* Dataset entries *
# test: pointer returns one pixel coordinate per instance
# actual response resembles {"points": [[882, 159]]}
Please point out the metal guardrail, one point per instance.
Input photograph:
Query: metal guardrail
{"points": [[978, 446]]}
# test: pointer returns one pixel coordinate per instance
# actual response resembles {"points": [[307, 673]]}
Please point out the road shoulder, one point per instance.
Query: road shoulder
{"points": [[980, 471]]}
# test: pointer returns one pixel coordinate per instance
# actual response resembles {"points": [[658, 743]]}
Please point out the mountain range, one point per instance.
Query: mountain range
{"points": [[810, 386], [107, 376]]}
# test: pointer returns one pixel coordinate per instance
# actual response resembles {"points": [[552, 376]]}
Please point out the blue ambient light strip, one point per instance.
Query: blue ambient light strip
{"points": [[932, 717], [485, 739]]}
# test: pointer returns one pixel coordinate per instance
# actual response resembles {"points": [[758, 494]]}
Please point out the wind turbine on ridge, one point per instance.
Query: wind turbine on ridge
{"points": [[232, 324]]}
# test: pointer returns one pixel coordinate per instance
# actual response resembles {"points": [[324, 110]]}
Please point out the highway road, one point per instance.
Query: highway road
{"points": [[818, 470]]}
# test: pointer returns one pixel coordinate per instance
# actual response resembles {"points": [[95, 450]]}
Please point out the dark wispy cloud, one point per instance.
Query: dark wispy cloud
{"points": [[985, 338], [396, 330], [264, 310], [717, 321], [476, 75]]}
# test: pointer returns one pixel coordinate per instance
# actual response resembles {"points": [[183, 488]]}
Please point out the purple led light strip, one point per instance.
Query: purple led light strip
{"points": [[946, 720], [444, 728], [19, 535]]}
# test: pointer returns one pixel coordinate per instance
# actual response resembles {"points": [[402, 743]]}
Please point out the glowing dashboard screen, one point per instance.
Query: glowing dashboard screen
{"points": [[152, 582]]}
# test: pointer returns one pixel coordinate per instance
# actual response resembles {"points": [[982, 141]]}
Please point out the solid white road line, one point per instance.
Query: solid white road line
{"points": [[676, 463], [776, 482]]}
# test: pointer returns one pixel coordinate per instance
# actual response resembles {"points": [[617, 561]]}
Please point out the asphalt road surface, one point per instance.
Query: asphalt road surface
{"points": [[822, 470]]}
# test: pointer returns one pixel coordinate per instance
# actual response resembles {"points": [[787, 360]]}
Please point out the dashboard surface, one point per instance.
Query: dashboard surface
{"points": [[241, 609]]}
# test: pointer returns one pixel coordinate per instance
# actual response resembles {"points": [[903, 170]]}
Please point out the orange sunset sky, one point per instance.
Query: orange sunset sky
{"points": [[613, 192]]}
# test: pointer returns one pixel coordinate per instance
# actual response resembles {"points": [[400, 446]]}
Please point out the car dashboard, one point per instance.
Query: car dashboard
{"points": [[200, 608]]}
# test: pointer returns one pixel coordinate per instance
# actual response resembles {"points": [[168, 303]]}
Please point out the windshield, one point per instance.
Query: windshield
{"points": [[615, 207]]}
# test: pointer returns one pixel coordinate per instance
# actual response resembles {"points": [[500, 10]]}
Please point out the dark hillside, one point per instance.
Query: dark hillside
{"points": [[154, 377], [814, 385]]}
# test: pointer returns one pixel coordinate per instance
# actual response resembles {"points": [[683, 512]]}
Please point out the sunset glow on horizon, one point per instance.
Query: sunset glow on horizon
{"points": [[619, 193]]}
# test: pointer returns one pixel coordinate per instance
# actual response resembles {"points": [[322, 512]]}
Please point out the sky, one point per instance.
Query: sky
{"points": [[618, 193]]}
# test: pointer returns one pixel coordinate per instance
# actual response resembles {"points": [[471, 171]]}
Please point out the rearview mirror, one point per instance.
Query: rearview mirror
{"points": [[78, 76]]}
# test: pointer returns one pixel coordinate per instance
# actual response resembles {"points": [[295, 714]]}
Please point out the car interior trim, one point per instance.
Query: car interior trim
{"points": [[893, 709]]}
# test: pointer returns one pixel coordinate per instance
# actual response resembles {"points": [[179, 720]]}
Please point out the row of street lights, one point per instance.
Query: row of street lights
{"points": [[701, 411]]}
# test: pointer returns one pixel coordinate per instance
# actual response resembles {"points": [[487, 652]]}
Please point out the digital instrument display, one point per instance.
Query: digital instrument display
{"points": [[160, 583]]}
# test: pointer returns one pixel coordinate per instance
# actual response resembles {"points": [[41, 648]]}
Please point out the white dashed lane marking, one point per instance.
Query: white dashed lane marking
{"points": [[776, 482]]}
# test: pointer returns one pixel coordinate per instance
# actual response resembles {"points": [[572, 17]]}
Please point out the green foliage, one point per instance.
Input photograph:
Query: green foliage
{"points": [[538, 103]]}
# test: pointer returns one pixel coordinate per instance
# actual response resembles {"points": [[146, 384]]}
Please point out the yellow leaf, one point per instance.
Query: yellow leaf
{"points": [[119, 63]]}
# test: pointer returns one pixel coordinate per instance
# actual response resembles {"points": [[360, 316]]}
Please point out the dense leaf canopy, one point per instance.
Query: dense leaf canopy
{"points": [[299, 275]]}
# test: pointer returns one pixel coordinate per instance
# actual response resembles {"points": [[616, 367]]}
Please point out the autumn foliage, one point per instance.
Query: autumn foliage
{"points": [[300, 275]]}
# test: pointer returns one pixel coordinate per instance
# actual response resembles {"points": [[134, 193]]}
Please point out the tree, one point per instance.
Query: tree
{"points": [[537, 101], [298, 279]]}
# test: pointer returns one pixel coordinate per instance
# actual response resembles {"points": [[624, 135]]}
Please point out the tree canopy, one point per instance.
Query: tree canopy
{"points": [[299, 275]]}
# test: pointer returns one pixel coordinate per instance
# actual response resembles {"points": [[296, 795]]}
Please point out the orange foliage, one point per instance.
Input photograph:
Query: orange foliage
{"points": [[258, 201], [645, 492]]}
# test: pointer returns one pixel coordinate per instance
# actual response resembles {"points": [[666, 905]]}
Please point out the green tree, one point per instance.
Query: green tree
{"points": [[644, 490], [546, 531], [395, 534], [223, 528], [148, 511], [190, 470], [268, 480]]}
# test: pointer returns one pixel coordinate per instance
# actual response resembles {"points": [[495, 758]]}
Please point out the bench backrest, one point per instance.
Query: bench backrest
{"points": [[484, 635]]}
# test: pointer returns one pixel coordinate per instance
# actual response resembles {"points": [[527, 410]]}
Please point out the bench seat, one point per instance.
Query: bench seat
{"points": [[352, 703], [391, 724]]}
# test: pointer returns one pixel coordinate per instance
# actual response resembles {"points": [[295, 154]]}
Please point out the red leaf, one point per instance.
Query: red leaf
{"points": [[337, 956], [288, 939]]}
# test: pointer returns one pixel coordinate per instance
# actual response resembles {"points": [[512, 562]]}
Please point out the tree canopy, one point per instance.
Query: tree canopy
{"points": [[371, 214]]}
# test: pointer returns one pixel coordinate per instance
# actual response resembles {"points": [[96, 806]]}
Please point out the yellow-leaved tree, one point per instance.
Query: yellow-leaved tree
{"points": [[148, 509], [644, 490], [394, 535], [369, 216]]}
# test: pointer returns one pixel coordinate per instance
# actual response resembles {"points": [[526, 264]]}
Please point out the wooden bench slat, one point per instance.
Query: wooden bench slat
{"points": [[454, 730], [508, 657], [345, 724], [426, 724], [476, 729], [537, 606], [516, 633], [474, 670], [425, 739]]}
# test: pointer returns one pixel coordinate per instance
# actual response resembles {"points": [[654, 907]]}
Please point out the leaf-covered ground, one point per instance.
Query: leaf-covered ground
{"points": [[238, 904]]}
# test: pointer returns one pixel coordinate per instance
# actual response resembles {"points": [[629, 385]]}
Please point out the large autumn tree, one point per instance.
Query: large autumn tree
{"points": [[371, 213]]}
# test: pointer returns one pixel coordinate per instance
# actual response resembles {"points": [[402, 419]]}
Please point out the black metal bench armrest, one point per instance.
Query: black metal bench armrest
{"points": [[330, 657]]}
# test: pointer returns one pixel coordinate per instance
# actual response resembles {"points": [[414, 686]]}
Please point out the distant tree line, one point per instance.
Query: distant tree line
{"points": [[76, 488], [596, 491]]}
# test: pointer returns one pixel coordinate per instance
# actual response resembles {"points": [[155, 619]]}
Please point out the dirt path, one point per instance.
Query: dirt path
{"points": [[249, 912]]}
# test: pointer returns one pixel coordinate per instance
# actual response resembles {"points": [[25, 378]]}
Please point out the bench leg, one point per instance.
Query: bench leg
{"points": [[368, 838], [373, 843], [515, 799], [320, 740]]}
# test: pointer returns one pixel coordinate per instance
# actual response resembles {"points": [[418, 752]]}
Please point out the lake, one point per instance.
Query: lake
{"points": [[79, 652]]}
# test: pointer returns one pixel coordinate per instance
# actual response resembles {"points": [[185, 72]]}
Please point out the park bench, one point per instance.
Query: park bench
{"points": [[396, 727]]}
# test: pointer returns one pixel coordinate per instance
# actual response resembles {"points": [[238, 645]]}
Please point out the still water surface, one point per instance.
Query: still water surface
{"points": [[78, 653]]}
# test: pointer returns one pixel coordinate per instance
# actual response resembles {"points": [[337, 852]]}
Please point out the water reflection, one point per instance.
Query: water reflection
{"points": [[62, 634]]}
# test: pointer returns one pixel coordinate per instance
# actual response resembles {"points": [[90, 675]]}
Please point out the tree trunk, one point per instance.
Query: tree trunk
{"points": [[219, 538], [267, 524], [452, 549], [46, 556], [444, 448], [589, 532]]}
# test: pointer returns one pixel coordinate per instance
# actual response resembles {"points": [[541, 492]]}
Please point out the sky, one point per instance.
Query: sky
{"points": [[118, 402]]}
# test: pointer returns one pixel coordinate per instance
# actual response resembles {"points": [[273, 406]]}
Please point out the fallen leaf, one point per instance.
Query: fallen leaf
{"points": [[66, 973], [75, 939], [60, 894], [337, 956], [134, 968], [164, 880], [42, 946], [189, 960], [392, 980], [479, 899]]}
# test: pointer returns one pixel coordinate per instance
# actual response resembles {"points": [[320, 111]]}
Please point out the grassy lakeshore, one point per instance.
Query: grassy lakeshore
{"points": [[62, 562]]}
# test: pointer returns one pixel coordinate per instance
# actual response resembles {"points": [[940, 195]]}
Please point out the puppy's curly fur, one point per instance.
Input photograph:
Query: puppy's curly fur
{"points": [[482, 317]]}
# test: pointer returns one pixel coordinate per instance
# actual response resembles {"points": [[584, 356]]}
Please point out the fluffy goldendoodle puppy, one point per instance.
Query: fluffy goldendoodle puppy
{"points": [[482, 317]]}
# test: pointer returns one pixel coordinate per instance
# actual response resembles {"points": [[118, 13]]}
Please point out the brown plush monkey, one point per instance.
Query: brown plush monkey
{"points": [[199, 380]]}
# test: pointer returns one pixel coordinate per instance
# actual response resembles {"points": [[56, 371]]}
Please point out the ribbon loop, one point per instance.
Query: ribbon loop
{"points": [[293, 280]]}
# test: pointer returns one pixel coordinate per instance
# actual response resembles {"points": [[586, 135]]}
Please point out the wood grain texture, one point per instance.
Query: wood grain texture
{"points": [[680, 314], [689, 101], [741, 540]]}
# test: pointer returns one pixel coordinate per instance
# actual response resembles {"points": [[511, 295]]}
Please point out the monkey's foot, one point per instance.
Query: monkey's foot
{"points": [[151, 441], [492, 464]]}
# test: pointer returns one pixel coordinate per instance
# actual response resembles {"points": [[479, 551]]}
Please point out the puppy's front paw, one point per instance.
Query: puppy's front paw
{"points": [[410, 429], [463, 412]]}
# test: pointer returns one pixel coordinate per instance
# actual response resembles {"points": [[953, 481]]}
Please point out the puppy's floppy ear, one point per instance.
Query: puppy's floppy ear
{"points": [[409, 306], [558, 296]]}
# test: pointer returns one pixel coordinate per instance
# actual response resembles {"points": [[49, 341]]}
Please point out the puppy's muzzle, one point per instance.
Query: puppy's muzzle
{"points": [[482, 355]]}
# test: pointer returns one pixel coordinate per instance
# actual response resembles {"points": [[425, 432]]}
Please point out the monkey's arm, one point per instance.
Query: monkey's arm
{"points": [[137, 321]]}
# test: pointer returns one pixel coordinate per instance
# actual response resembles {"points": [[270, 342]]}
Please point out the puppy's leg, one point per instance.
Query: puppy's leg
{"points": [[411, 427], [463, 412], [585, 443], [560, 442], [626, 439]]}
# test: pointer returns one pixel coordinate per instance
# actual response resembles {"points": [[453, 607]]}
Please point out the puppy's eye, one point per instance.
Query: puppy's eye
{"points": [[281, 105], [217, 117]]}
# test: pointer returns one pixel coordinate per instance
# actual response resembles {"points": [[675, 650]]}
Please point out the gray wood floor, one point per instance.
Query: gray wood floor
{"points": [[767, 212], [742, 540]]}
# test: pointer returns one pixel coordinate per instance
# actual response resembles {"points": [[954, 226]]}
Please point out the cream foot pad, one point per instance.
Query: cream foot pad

* SHORT EXERCISE *
Return every line in the listing above that contains the word "purple".

* WORKED SOLUTION *
Please point out the purple led light strip, one point per instance.
Query: purple led light strip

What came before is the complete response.